■ Task inputs:
* BEGIN *
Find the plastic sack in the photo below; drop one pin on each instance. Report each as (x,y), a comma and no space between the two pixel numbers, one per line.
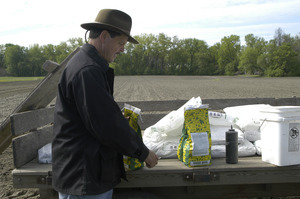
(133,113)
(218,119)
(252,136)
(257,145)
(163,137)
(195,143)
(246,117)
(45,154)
* END *
■ Given instruction: Reproduce the records above in full, decreasing every coordinate in the answers by 66. Leave out the pictures.

■ Solution to this exercise:
Find the plastic sack in the photo below; drop one pin on each instance. Report each as (x,y), a comma and no space between the two pixel numbers, one per line.
(67,47)
(152,53)
(186,70)
(191,79)
(97,71)
(129,77)
(180,51)
(-21,88)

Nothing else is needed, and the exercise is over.